*Challenge 1:* Reproduce the Doctor Who review from "Hmmm…an interesting first" up to and including "about modern industry.", substituting "chapter" for "installment".
*Challenge 2:* Carry on writing the Doctor Who review, picking up right after its final sentence.

REVIEW: Doctor Who - "The Rebel Flesh"


Hmmm…an interesting first installment in a two-part story arc last night on Doctor Who!  The episode, “The Rebel Flesh”, was written by Matthew Graham, who also wrote the thought-provoking Series Two episode “Fear Her” (with Ten and Rose saving a girl from an alien possession during the 2012 Olympics in London). There was a lot happening in “The Rebel Flesh”: references to online avatars, the literal personification of identity crises, and an overarching commentary about modern industry.

Sound like heavy stuff? Well, it was tempered by a smattering of the character quirks we love, and made me pretty excited for next week’s “The Almost People”! Read on for my full, spoiler-free review and my ranking out of four stars - There’s a lot to analyze in this episode, so let’s get started, shall we?

The episode opens in an isolated monastery on an island in the 22nd century, which has been repurposed as a factory pumping out corrosive acid. The liquid is so dangerous that the workers use advanced avatars called doppelgangers, or just “gangers” when working around it. These are carbon copies of the employees made using a programmable flesh substance; the workers lie in controller machines and transfer their consciousnesses into their gangers. If the ganger is destroyed, they can start fresh in a new one.

The Doctor, Amy and Rory end up here upon weathering a mild solar storm, and after finding out what is going on in the monastery, they endure a larger solar tsunami that cripples the factory and breaks the workers’ connections to their gangers. The gangers are now separate, independent versions of their controllers, and they escape into the factory, struggling with their newfound identities. The Doctor and his companions must try to reconcile the two groups in an effort to keep the humans and the gangers from killing each other.

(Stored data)
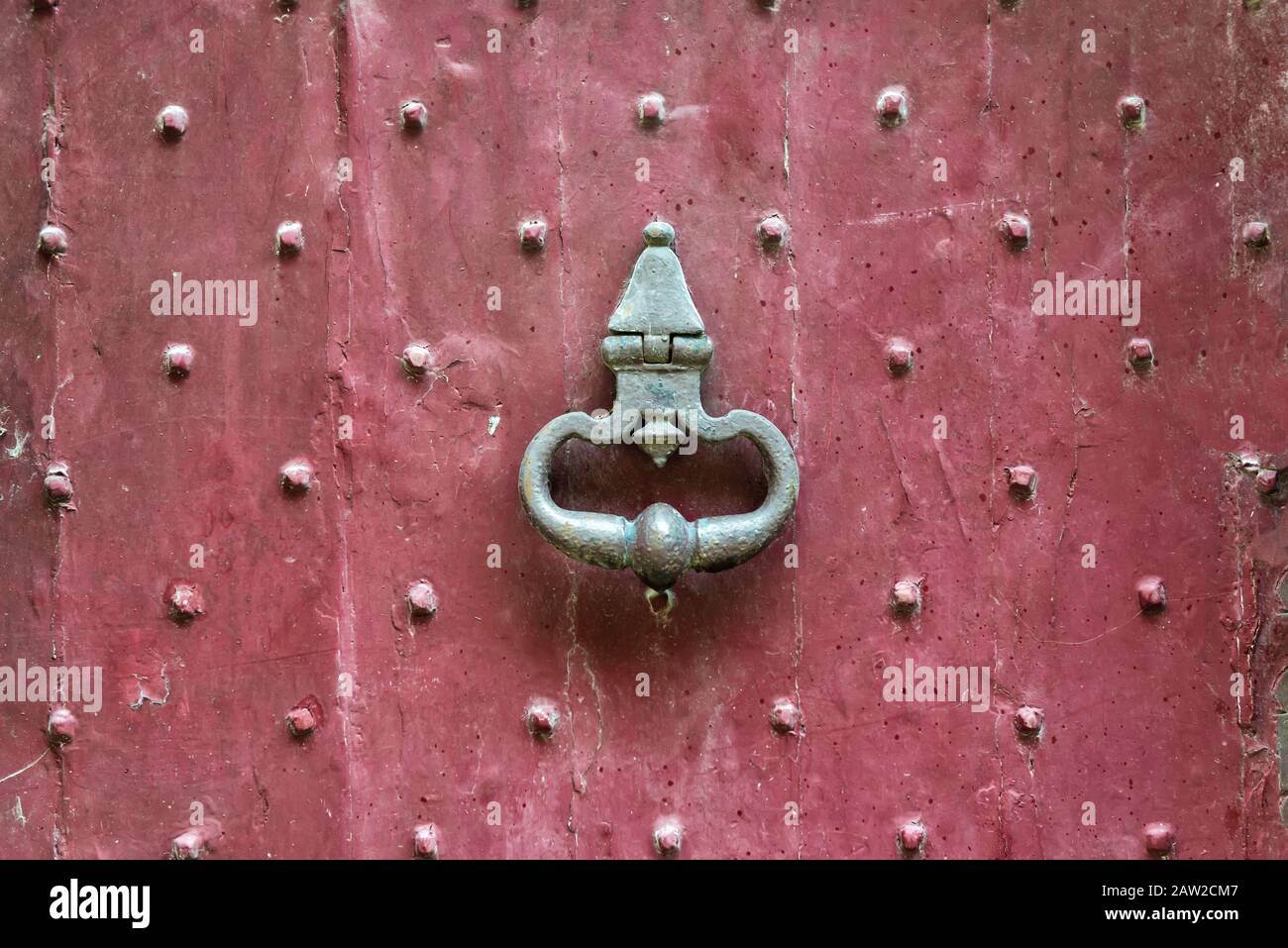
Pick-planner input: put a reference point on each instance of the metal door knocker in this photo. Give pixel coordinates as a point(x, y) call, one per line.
point(658, 350)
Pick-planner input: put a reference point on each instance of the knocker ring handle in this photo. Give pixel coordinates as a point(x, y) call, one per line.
point(658, 350)
point(660, 544)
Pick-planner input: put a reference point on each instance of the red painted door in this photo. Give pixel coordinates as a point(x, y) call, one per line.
point(1008, 277)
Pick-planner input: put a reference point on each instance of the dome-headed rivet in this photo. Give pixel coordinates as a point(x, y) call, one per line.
point(60, 728)
point(772, 232)
point(304, 717)
point(541, 719)
point(652, 110)
point(424, 841)
point(288, 239)
point(532, 233)
point(178, 360)
point(421, 599)
point(906, 596)
point(1131, 111)
point(1029, 720)
point(1021, 480)
point(900, 356)
point(413, 115)
point(911, 837)
point(172, 121)
point(1160, 840)
point(1140, 353)
point(188, 845)
point(1016, 230)
point(183, 600)
point(1151, 592)
point(52, 241)
point(893, 106)
point(416, 360)
point(1256, 233)
point(668, 837)
point(785, 717)
point(58, 484)
point(296, 476)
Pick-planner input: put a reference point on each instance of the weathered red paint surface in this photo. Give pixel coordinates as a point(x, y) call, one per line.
point(304, 592)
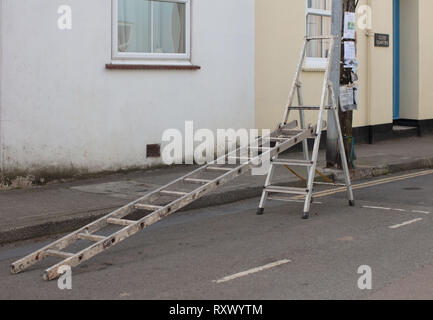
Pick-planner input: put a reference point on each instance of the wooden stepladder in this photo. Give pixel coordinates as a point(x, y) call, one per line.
point(177, 194)
point(310, 164)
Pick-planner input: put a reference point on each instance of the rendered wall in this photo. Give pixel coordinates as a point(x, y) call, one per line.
point(63, 110)
point(280, 28)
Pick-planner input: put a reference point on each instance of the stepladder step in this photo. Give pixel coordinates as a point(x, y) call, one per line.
point(120, 222)
point(148, 207)
point(287, 190)
point(293, 162)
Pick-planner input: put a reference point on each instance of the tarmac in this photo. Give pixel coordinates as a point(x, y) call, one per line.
point(41, 211)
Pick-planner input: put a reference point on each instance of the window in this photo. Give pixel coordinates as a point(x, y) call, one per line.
point(318, 23)
point(151, 30)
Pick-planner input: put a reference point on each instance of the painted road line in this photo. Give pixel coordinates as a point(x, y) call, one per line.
point(378, 208)
point(370, 184)
point(424, 212)
point(251, 271)
point(405, 223)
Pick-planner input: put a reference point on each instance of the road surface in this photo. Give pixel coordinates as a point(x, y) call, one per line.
point(228, 252)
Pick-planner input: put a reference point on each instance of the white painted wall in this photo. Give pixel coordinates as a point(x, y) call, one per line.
point(62, 110)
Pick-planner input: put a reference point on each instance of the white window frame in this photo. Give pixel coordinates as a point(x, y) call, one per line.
point(314, 62)
point(152, 58)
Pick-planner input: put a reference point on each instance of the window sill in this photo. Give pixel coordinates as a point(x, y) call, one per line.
point(313, 69)
point(115, 66)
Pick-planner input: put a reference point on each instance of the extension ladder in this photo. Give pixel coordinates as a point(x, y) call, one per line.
point(174, 196)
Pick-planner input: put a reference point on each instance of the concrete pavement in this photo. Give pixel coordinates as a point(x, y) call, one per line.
point(180, 257)
point(58, 208)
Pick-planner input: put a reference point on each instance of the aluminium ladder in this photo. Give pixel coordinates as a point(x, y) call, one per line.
point(310, 164)
point(174, 196)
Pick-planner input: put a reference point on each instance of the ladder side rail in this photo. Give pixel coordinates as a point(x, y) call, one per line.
point(319, 128)
point(303, 126)
point(295, 82)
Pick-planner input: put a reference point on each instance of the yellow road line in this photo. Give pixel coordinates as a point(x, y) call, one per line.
point(369, 184)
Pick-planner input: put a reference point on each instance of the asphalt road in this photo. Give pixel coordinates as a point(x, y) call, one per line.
point(228, 252)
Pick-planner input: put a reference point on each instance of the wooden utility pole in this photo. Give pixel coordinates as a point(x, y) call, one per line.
point(346, 118)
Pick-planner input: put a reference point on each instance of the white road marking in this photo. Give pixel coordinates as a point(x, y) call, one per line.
point(417, 211)
point(405, 223)
point(369, 184)
point(251, 271)
point(379, 208)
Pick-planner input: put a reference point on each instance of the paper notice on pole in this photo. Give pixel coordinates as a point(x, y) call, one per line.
point(349, 54)
point(349, 50)
point(347, 99)
point(349, 25)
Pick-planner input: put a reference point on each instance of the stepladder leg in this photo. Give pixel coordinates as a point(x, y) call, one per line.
point(261, 208)
point(344, 164)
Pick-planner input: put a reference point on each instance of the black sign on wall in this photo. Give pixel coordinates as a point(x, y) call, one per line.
point(381, 40)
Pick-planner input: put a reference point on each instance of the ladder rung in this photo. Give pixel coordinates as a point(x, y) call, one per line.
point(239, 158)
point(282, 199)
point(148, 207)
point(260, 148)
point(219, 169)
point(330, 184)
point(275, 189)
point(120, 222)
point(278, 138)
point(59, 254)
point(199, 181)
point(292, 132)
point(290, 162)
point(91, 237)
point(173, 193)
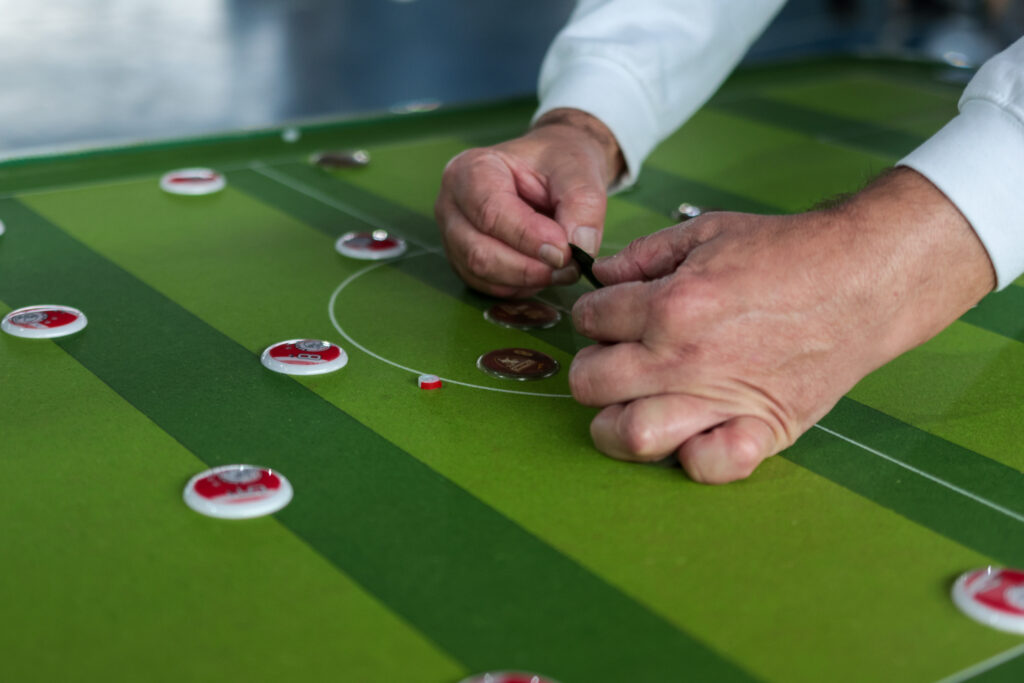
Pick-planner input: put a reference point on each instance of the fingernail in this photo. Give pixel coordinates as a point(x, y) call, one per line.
point(551, 255)
point(565, 275)
point(586, 239)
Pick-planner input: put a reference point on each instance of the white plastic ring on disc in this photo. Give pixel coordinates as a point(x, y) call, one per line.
point(370, 246)
point(304, 356)
point(193, 181)
point(44, 322)
point(238, 492)
point(992, 596)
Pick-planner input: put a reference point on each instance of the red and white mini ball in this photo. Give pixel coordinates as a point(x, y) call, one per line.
point(238, 492)
point(992, 596)
point(370, 246)
point(429, 382)
point(508, 677)
point(44, 322)
point(304, 356)
point(193, 181)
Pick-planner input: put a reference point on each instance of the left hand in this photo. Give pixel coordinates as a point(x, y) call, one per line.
point(726, 337)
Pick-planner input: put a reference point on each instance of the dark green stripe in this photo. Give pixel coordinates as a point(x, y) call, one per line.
point(657, 188)
point(823, 126)
point(957, 517)
point(1001, 312)
point(943, 510)
point(478, 585)
point(908, 494)
point(334, 222)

*Task output 1:*
Hmmm…an interesting first chapter in a two-part story arc last night on Doctor Who!  The episode, “The Rebel Flesh”, was written by Matthew Graham, who also wrote the thought-provoking Series Two episode “Fear Her” (with Ten and Rose saving a girl from an alien possession during the 2012 Olympics in London). There was a lot happening in “The Rebel Flesh”: references to online avatars, the literal personification of identity crises, and an overarching commentary about modern industry.

*Task output 2:*
I won’t say any more about the plot, but let’s dive into what we have so far. The fact that the episode takes place in a monastery is actually more significant than it may seem. Medieval monasteries were where some of the first copies of books were made. Monks would sit in seclusion for weeks as they hand-copied texts from memory, both to help preserve ancient works and to prove their dedication. This can be linked back to the episode in how the factory workers make copies of themselves to allow their work to continue. Their memories and lives are transferred to the new bodies. It’s a cool science-fiction twist on an old tradition of scholarship, giving the episode some historical depth.

Since a factory has taken over a monastery and is being used to process dangerous pollutants, we make the immediate connection between the story and environmentalism. I didn’t feel as though Matthew Graham was beating us over the head with it, thankfully; it was another cultural touchstone in the same vein as the monastery reference. This “future version of a polluted planet” idea reminded me of a similarly-themed Series Three episode, “Gridlock” which imagined a New New York with endless traffic jams and commuters taking years to get anywhere. It’s good that Graham didn’t belabour us with the message – we get the connection and move on with the story.

I’m sure people will want to make the comparison between this episode and James Cameron’s Avatar. We have industrial workers using living, controllable proxies to carry out their work, and the humanity of the gangers is brought into question. Are the newly independent gangers really people? Do they have a right to enjoy the copied lives of their former controllers? There was a scene where the gangers confront their former controllers for the first time, and through some emotional writing and clever editing, I was easily sold on the actors playing multiple versions of themselves.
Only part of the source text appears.